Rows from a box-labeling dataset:
****************

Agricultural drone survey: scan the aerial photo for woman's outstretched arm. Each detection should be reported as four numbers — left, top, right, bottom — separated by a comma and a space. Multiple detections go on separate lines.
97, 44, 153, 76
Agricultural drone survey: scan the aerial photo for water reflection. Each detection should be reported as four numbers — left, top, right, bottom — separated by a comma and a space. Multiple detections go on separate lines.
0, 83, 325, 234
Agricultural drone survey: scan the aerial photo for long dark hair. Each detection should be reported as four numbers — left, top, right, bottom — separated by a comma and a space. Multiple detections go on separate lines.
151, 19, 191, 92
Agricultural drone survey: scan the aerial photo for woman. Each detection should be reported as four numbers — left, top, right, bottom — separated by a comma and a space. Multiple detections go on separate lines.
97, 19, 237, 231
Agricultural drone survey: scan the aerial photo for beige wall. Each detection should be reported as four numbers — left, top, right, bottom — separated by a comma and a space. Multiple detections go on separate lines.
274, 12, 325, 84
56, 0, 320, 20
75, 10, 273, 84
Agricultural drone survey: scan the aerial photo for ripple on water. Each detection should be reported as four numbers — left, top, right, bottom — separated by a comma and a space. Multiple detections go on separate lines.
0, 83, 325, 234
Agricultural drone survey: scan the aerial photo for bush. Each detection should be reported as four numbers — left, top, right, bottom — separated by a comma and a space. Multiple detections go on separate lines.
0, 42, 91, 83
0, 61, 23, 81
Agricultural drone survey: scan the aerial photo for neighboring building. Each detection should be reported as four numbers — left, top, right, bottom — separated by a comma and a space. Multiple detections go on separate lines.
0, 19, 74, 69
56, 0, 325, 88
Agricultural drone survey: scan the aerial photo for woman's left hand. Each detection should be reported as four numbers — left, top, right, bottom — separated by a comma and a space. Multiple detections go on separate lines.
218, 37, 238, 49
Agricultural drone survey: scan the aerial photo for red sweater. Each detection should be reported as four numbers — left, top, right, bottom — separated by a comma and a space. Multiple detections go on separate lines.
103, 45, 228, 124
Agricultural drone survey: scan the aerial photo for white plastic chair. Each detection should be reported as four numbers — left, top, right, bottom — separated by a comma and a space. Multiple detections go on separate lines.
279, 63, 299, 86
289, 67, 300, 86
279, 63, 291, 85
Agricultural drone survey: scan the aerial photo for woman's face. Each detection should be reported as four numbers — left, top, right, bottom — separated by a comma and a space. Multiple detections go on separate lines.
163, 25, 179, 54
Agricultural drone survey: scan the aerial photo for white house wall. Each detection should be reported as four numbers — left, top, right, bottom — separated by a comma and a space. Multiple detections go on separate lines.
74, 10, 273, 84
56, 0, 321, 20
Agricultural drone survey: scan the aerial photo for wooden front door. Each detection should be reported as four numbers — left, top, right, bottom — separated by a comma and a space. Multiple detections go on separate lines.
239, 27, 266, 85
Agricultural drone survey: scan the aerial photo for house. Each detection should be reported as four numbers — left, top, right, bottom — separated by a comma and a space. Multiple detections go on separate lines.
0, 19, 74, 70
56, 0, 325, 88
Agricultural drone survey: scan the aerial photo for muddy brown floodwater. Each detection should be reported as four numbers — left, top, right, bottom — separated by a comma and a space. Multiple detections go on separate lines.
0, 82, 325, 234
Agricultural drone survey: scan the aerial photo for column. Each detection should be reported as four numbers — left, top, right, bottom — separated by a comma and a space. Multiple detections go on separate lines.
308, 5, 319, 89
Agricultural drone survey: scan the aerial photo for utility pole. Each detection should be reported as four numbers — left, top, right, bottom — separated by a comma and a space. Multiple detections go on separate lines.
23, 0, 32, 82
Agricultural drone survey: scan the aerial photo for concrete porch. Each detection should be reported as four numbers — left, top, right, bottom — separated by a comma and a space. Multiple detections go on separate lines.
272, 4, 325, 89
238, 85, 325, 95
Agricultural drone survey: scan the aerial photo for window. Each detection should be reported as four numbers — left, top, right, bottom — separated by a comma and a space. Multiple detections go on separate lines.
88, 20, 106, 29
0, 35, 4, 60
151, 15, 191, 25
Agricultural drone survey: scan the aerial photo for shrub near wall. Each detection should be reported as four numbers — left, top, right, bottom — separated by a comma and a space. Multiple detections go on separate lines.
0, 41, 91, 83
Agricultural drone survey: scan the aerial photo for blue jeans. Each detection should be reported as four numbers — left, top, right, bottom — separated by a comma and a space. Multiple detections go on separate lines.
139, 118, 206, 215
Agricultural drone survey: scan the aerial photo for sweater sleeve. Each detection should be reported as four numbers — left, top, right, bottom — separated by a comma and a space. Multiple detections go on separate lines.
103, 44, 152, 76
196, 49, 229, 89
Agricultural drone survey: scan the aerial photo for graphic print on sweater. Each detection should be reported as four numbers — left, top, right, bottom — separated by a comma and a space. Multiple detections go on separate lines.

****************

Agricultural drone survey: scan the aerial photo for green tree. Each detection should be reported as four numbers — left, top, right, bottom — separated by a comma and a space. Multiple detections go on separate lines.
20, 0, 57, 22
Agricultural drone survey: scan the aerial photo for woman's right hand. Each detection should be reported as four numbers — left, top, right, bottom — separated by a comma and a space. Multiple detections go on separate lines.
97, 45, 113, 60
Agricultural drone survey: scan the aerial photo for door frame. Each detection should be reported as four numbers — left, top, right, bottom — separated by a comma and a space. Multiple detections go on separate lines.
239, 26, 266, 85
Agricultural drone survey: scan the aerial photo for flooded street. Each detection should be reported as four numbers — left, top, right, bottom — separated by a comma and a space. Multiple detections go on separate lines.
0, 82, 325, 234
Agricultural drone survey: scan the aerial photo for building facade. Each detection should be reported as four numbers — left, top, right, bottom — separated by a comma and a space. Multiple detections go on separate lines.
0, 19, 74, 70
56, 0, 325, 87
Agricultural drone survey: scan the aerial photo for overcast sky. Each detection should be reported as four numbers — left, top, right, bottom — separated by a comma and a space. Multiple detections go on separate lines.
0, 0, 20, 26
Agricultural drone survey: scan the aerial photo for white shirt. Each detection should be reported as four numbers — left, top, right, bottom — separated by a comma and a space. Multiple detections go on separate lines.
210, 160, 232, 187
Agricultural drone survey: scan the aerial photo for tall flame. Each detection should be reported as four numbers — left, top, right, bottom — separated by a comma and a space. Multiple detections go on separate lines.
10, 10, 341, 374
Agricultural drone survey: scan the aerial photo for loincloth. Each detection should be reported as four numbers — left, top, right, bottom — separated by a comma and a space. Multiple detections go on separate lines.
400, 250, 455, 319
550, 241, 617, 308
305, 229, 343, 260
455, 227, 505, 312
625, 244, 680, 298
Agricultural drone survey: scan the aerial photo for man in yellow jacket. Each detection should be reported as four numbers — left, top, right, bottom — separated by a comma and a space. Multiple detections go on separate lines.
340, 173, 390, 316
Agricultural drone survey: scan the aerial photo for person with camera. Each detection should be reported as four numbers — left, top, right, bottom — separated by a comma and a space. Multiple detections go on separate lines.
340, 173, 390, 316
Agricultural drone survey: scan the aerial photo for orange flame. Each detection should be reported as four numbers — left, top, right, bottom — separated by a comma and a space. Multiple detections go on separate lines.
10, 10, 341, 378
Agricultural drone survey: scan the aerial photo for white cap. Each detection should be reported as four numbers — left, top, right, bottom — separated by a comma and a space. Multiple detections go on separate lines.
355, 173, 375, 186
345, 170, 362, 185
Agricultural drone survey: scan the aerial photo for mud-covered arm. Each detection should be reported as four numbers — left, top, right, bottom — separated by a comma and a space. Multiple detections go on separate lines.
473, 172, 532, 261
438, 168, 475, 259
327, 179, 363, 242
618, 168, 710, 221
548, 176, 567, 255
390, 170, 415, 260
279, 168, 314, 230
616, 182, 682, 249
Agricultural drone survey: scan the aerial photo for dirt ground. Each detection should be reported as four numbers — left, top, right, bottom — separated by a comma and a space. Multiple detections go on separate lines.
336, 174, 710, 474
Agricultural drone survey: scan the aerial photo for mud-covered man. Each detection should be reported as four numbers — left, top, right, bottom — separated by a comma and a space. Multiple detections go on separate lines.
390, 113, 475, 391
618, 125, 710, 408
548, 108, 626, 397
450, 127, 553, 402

****************

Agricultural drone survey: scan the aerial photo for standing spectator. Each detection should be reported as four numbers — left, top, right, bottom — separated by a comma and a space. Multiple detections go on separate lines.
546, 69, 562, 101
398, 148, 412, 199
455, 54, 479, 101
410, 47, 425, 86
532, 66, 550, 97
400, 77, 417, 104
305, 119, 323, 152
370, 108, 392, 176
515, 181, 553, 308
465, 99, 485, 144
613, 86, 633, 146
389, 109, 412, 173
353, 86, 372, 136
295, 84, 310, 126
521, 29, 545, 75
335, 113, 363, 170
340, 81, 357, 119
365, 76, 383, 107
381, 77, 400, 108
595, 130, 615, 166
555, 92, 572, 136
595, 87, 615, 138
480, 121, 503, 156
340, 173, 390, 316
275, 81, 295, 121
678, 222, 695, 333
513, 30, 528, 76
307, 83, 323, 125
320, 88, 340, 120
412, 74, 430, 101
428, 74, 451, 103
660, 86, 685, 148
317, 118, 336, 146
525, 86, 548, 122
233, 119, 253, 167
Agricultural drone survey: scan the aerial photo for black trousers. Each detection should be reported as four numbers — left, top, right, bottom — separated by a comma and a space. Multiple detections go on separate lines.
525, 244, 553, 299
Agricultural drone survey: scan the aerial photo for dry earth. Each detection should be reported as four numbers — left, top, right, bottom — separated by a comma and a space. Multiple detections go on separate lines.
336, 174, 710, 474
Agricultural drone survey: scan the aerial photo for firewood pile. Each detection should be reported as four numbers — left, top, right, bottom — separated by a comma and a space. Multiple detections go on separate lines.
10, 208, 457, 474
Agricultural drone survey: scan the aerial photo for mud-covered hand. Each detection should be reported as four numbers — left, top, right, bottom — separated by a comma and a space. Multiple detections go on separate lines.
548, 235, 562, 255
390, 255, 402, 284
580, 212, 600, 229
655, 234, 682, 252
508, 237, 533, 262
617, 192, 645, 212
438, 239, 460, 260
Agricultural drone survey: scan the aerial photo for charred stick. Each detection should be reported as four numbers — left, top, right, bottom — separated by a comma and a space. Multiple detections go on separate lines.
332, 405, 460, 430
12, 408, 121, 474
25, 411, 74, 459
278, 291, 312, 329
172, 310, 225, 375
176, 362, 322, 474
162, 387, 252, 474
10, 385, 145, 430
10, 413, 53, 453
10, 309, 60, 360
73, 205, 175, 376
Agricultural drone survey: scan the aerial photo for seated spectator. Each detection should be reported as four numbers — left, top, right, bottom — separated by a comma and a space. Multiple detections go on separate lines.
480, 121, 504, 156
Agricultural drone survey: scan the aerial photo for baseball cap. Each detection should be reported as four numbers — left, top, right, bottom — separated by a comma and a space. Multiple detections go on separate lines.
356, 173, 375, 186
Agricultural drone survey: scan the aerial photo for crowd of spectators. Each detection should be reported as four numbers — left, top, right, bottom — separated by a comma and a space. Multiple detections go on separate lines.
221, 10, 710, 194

****************

Starting with the line that contains "for white plastic" and going on through the line that contains "239, 27, 266, 85", reproduce the entries with "woman's face" swapped for "woman's head" and everything else left unchanged. Give only those lines.

Agricultural drone survey: scan the aerial photo for white plastic chair. Each detection should be reported as four numbers — left, top, right, bottom — separated by a comma and a space. Multiple detections go on separate lines.
279, 63, 299, 86
289, 67, 300, 86
279, 63, 291, 85
Agricultural drone survey: scan the aerial photo for woman's head. Each detection should be reported as four numbers — left, top, right, bottom — separated by a comma and a space. Multiple detections go on separate lines.
163, 25, 179, 54
Agricultural drone survey: scan the aerial photo for white house wall. Each detection should be reported as four numbers — left, top, right, bottom — separated by a comma and a space. Multiple detections go on separate lines.
74, 10, 273, 84
56, 0, 321, 20
Agricultural drone survey: scan the aerial photo for wooden front door. Each detection should be reported as four numbers — left, top, right, bottom — separated by a comma and a space. Multiple detections go on separate lines.
239, 27, 266, 85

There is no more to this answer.